Natural language region descriptions
"""

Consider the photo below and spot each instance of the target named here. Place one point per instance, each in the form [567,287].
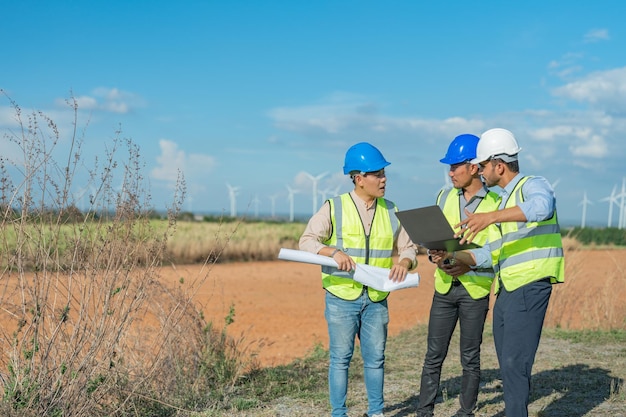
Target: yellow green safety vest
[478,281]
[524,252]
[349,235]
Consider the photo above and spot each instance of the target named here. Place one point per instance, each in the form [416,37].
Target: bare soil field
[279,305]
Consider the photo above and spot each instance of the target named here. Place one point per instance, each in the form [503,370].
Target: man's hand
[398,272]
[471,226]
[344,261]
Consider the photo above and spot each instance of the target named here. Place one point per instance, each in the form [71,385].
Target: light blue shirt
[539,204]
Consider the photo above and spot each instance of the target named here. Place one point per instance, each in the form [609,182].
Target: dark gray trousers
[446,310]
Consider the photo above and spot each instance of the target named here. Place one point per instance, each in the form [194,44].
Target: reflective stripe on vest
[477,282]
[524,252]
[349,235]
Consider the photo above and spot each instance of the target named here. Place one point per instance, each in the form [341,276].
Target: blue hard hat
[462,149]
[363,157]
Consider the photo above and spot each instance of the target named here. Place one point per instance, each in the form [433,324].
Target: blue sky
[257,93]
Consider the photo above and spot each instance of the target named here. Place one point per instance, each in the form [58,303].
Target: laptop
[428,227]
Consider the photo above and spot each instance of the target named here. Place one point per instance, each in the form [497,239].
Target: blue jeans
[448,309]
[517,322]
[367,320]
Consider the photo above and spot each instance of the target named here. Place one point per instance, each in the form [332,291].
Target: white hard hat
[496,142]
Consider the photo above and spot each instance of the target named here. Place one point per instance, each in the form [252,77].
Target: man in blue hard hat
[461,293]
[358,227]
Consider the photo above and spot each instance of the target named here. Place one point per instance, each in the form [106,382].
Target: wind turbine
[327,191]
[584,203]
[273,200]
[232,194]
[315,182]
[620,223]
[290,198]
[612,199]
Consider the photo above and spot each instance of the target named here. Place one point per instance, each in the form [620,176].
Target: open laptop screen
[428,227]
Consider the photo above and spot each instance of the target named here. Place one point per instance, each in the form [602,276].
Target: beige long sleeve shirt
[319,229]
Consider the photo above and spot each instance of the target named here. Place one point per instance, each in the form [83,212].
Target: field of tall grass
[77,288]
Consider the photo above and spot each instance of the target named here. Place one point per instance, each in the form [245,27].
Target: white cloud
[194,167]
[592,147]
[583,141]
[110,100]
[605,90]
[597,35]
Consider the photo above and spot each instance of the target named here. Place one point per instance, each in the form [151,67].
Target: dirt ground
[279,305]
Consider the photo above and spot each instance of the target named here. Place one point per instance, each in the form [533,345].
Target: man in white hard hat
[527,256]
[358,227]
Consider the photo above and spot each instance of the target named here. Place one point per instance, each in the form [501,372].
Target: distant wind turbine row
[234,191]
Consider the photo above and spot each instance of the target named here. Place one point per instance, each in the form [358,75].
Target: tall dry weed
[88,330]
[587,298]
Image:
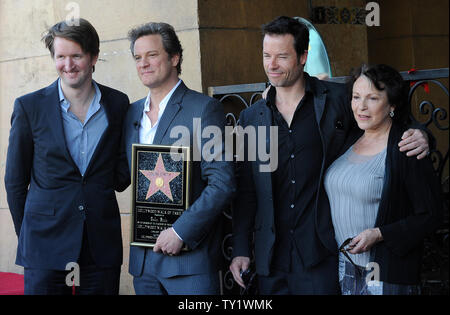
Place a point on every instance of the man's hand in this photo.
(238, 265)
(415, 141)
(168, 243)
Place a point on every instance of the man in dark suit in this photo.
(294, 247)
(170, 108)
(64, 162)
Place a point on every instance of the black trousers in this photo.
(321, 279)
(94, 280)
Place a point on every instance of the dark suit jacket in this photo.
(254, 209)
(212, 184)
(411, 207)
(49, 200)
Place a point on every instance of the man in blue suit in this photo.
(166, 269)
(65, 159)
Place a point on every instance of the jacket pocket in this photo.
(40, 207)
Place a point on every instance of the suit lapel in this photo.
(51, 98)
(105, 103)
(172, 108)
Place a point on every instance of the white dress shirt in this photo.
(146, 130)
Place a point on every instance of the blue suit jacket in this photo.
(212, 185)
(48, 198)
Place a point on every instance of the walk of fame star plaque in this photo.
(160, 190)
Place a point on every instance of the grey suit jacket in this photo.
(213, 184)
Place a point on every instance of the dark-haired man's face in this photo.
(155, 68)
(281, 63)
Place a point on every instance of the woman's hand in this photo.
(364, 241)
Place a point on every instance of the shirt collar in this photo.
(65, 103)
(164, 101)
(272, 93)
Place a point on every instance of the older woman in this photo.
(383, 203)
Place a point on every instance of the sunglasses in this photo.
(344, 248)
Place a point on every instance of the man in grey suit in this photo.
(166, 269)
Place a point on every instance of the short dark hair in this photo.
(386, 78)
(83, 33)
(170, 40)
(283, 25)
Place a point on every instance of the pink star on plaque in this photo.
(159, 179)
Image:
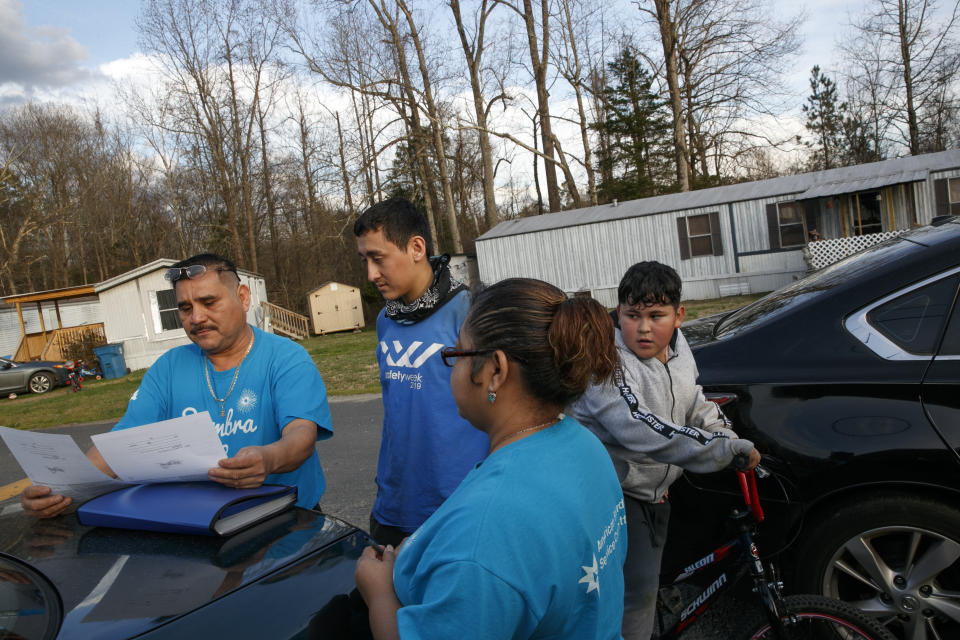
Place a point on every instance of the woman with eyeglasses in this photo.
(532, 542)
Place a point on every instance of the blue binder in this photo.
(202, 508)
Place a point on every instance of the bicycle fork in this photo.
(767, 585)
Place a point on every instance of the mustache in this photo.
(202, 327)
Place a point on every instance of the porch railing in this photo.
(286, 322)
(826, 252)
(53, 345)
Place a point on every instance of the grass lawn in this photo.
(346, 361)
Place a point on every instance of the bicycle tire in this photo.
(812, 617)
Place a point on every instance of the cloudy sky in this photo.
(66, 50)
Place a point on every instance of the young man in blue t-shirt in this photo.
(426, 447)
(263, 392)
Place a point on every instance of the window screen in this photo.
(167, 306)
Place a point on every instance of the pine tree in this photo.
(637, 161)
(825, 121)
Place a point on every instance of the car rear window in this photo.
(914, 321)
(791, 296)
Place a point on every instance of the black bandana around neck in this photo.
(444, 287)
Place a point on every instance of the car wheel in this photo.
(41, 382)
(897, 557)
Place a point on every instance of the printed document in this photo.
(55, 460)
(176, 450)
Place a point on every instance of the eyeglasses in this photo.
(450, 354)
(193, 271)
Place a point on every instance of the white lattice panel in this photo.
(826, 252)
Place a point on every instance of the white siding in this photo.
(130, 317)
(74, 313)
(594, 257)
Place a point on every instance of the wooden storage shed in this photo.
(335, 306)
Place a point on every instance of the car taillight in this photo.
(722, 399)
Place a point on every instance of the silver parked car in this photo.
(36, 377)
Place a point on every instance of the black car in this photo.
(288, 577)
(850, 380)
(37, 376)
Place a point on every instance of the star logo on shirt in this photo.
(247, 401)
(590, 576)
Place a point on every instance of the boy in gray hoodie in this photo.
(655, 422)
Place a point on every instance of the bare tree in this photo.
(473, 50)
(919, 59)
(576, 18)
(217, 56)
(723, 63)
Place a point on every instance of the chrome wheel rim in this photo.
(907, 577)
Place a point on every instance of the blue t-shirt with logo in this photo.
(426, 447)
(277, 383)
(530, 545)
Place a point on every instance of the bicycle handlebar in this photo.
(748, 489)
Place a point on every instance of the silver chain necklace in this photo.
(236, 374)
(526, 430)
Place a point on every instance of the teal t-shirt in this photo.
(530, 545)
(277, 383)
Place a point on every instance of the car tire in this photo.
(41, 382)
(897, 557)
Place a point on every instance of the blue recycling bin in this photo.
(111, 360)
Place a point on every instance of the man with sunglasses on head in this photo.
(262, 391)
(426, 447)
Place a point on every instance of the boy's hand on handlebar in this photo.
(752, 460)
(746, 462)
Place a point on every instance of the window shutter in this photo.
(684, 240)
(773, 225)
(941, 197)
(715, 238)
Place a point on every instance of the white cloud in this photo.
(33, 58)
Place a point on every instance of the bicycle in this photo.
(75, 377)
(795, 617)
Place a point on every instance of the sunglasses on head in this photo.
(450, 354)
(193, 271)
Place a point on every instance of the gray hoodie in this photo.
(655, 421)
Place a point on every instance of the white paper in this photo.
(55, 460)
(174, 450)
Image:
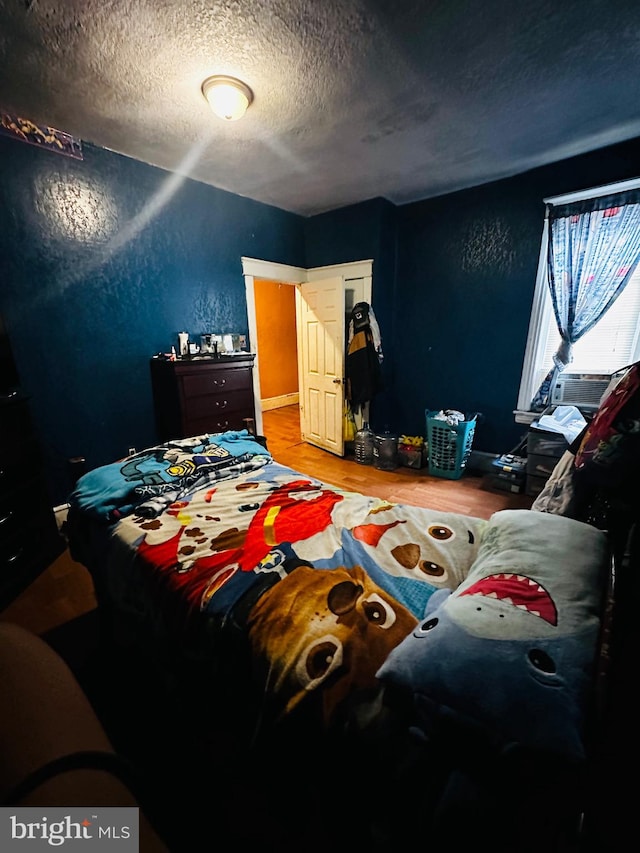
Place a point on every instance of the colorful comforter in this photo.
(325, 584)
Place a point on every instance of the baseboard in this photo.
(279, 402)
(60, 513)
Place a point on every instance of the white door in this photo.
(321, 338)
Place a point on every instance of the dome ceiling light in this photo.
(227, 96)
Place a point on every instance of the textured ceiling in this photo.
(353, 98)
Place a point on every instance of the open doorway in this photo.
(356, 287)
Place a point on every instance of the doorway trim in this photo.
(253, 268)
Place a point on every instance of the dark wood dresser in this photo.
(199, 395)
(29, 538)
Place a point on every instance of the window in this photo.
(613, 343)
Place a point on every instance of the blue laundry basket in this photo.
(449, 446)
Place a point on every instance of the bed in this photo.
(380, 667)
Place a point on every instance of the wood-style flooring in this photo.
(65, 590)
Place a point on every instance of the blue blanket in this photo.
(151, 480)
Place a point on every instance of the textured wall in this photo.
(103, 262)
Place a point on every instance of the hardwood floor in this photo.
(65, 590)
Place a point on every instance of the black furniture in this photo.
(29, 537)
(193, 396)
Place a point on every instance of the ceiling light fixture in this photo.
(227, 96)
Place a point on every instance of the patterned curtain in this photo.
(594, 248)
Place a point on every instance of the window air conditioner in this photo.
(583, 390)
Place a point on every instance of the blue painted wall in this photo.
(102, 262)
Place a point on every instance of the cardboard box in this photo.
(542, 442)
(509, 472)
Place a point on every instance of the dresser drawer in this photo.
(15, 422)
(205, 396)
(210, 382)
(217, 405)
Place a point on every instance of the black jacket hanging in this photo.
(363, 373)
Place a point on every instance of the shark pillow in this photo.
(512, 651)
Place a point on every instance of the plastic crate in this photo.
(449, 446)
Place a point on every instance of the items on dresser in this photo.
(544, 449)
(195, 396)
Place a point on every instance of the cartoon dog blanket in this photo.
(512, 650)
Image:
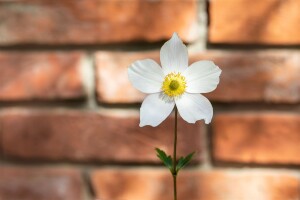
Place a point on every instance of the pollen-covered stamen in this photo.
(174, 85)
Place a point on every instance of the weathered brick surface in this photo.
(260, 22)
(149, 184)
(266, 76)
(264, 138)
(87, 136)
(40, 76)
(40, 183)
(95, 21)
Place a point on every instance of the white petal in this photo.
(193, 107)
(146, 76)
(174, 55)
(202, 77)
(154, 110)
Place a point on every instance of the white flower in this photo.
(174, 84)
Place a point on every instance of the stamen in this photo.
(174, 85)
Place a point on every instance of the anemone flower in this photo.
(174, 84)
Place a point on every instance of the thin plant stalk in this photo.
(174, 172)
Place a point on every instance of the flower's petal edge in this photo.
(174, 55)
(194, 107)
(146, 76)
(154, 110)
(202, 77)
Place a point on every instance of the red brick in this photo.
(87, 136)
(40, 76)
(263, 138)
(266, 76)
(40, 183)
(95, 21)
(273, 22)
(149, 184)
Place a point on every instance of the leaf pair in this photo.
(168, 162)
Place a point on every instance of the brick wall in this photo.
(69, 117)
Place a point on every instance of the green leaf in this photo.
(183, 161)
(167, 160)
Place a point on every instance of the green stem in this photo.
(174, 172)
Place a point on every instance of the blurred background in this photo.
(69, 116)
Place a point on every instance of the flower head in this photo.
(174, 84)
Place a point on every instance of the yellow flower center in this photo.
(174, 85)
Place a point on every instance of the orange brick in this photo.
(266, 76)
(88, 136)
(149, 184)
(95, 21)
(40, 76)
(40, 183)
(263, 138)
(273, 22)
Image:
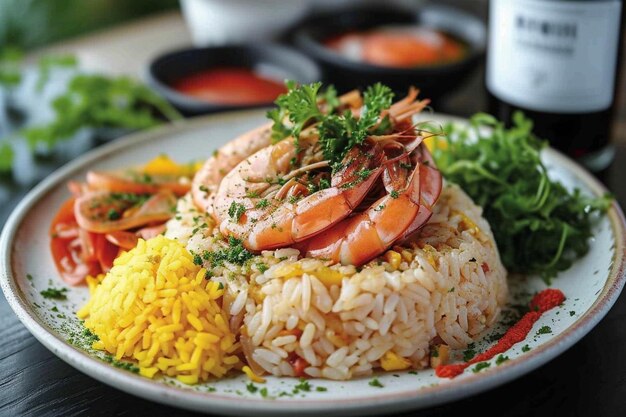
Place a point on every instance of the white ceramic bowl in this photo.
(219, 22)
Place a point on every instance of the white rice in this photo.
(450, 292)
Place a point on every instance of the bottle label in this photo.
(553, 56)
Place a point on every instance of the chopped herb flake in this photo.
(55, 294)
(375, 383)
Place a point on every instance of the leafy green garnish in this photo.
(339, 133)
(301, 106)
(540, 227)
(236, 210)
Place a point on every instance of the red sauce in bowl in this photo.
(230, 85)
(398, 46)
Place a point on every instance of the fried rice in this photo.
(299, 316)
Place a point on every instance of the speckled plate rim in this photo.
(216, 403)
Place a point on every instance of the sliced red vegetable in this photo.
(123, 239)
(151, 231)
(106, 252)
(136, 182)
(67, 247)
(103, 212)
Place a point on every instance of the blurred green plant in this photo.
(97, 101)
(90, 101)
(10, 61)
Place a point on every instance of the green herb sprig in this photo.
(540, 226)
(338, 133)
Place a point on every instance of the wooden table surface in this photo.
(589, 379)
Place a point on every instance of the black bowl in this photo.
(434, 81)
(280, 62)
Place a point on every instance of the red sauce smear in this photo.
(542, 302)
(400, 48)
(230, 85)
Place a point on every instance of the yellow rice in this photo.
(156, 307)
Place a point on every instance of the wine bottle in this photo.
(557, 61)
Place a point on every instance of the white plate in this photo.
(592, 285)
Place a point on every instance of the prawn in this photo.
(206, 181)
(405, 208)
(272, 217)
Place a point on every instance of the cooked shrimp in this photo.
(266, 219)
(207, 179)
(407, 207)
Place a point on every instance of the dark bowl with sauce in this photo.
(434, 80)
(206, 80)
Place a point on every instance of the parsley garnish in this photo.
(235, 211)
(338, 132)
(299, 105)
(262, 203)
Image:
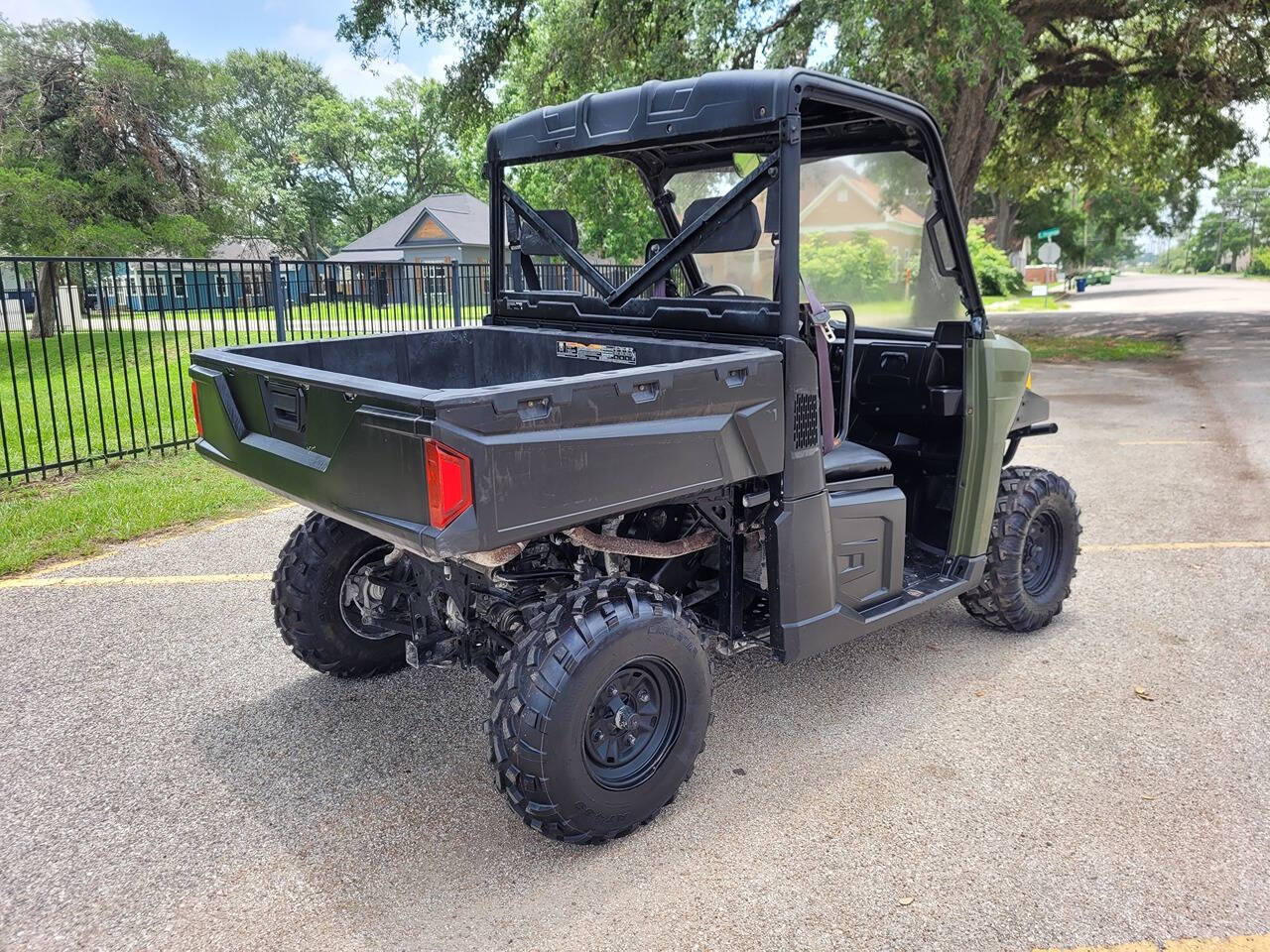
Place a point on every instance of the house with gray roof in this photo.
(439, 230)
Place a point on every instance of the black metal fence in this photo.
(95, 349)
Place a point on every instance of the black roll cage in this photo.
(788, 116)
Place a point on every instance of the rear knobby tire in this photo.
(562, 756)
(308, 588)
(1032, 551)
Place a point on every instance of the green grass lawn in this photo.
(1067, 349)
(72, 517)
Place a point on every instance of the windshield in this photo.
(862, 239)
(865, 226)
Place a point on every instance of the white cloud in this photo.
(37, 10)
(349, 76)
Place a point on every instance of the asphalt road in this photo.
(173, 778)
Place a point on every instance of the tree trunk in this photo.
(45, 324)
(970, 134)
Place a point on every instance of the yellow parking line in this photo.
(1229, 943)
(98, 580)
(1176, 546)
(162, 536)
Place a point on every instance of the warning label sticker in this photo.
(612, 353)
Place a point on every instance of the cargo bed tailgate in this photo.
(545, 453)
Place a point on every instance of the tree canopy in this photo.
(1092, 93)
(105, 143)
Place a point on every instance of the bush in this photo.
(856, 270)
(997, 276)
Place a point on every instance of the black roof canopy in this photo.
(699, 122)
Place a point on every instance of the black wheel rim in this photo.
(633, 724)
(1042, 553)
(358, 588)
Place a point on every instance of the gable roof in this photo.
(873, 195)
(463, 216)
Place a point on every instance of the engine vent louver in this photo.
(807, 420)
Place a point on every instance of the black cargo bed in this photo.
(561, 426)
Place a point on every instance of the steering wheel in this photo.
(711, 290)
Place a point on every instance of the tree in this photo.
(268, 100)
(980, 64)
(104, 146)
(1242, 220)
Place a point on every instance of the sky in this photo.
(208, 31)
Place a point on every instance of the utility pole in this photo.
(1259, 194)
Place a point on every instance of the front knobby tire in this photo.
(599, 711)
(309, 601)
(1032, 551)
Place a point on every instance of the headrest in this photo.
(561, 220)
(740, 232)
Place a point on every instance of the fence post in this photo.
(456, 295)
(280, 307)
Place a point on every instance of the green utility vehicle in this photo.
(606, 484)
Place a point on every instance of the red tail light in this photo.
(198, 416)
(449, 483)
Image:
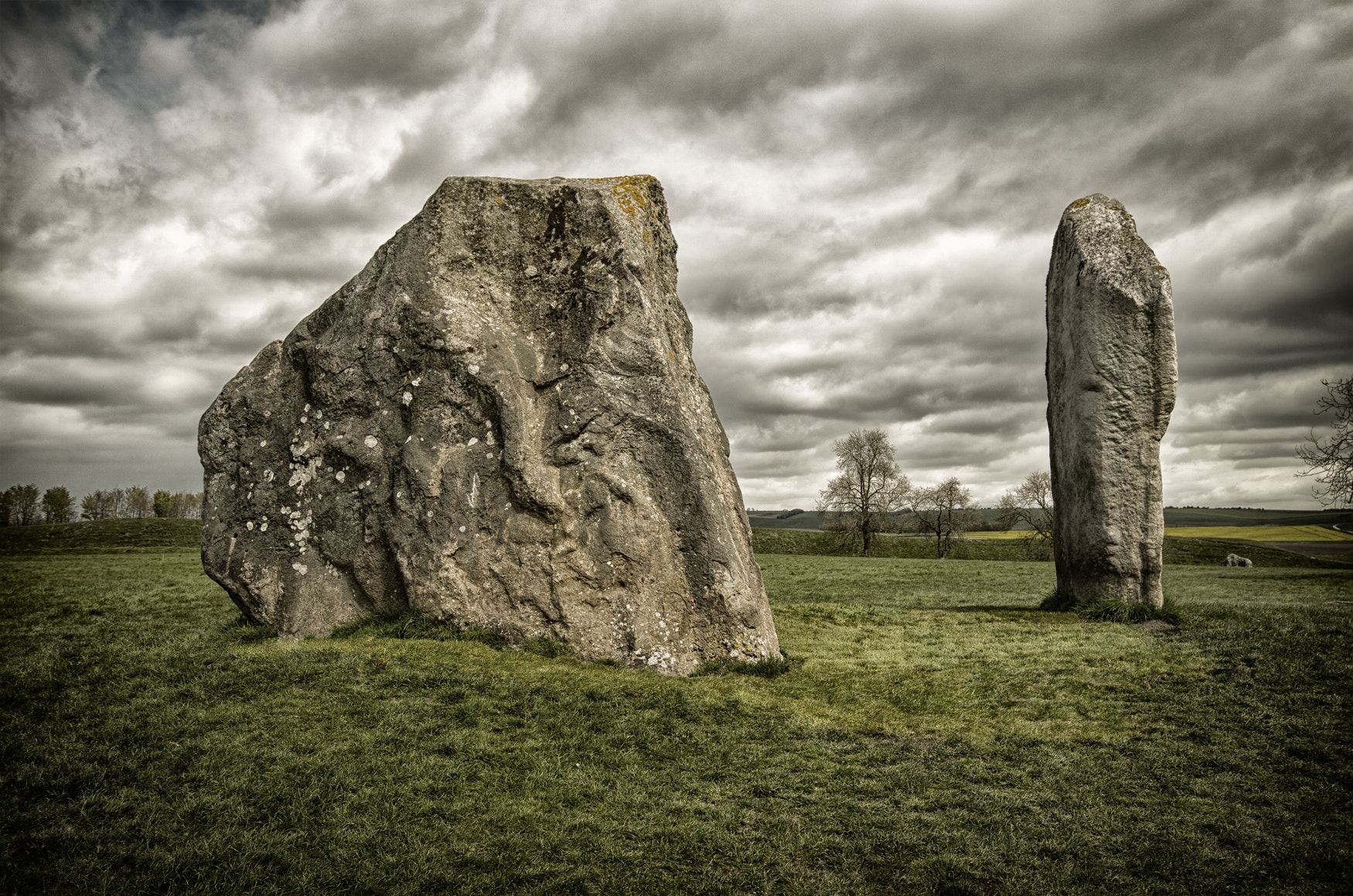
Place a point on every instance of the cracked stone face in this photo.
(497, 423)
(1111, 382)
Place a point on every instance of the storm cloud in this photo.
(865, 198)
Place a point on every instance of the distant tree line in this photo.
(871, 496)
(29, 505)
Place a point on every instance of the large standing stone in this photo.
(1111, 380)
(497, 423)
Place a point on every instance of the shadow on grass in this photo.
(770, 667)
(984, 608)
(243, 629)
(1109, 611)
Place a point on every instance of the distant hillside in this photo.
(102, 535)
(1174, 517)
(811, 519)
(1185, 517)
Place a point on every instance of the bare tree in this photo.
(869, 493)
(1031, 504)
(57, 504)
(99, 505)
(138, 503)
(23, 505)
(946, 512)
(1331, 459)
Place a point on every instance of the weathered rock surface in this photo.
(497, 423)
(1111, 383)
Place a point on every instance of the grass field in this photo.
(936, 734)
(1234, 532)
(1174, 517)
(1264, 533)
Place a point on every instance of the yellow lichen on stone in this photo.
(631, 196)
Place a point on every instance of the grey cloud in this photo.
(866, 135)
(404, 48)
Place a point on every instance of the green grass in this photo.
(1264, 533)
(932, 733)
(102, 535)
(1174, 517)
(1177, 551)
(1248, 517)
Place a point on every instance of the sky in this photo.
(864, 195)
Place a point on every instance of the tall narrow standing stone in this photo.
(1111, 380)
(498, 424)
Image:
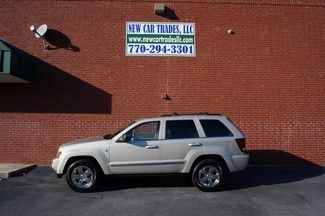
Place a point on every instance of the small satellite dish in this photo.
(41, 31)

"""

--- ACTION ITEM ---
Give the lines again word for word, from the start of the records to the line holding "the form [497,239].", both included, and leave out any picture.

--- WRITTEN ANSWER ---
Consider the photo below and spot each instance of the target named here. Place one point per instance, each in the form [567,287].
Target: yellow green safety vest
[478,281]
[524,252]
[349,235]
Consider the photo above and spot each instance of the target named here. Place one point per instance, each in the form [416,37].
Target: bare soil field
[279,305]
Consider the photo above and spot each instance of the target named here. Place one point per instance, each in the form [503,370].
Target: man's hand
[398,272]
[471,226]
[344,261]
Consider the photo above and spot each instance of the target named here. Place one point per instance, each in the form [71,385].
Target: light blue shirt
[539,204]
Consider the photo above and spot each instance of the target named here. Place one point per instance, each in the form [609,182].
Target: dark gray trousers
[446,310]
Consider the photo above and spot each instance of the target named here. Place one point per instance, each in the form [194,44].
Target: reflective stripe on vest
[477,282]
[524,252]
[349,235]
Consider the photo above and spot each instance of the target named here. Place one point per instance, each in the form [341,276].
Target: blue hard hat
[462,149]
[363,157]
Consider the photo above and spot each instance of the target named here. Place one point per instance, each in the form [433,324].
Target: blue sky
[257,93]
Consider the photo above and spot each instance of the target named here. Place one point per instance, each in the form [58,303].
Target: laptop
[428,227]
Consider the photo above and spot each instance of the target named here. Place one point per instance, each in the form [497,239].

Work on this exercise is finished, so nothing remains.